____ Data for this exercise

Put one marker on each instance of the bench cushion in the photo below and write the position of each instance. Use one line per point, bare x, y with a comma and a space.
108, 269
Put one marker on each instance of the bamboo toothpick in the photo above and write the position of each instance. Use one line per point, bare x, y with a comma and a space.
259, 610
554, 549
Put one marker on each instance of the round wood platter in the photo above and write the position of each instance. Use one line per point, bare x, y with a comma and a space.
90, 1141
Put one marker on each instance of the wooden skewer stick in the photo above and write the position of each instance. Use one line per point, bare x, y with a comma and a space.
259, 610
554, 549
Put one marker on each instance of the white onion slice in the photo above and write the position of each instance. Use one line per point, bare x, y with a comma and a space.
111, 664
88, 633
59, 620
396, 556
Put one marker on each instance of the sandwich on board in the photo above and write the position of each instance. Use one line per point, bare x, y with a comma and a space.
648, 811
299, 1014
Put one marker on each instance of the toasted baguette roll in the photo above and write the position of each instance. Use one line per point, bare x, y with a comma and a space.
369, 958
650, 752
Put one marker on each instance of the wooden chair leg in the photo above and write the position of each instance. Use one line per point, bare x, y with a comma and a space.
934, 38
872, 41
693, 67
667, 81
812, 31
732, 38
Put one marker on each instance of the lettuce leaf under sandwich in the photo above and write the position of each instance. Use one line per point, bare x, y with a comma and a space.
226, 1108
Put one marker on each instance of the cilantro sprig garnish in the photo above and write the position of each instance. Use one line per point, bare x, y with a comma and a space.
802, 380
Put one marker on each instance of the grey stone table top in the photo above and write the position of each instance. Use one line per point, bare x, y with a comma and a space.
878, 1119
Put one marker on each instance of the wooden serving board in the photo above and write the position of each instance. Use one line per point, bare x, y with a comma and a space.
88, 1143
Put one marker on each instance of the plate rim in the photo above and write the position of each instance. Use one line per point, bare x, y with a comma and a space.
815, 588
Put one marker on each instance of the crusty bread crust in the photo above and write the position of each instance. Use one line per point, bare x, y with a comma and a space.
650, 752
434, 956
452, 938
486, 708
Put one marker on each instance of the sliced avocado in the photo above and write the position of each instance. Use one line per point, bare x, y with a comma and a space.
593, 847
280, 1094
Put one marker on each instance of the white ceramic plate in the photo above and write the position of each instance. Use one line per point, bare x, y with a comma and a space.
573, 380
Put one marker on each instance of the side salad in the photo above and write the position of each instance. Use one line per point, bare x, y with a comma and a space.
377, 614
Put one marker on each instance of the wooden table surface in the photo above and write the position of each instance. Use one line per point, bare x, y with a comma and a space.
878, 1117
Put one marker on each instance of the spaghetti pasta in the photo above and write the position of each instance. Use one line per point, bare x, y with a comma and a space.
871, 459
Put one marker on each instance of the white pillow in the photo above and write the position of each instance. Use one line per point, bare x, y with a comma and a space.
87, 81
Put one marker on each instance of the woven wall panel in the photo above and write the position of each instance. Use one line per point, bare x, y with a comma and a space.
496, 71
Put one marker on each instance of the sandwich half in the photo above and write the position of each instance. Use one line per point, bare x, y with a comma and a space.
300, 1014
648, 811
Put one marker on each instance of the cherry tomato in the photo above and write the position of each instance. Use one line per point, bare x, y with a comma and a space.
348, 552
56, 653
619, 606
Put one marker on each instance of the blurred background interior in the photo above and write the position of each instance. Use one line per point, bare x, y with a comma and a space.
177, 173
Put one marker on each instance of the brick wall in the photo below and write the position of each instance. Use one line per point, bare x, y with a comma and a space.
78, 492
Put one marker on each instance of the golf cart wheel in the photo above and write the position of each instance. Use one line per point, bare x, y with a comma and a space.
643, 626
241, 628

________

§ **Your goal**: Search the entries for the line holding "Put one marker on each instance of the brick". Return that line and the ones after it through the last, exactly.

§ **Answer for the task**:
Put one marker on each instance of the brick wall in the photo below and write the position of each instance. Use one line per point, bare x, y with a comma and a space.
78, 492
Put one marker on each instance of the golf cart wheel in the photo above and write the position of each instance. Use one line per point, bare x, y with a comma and a space.
643, 626
241, 628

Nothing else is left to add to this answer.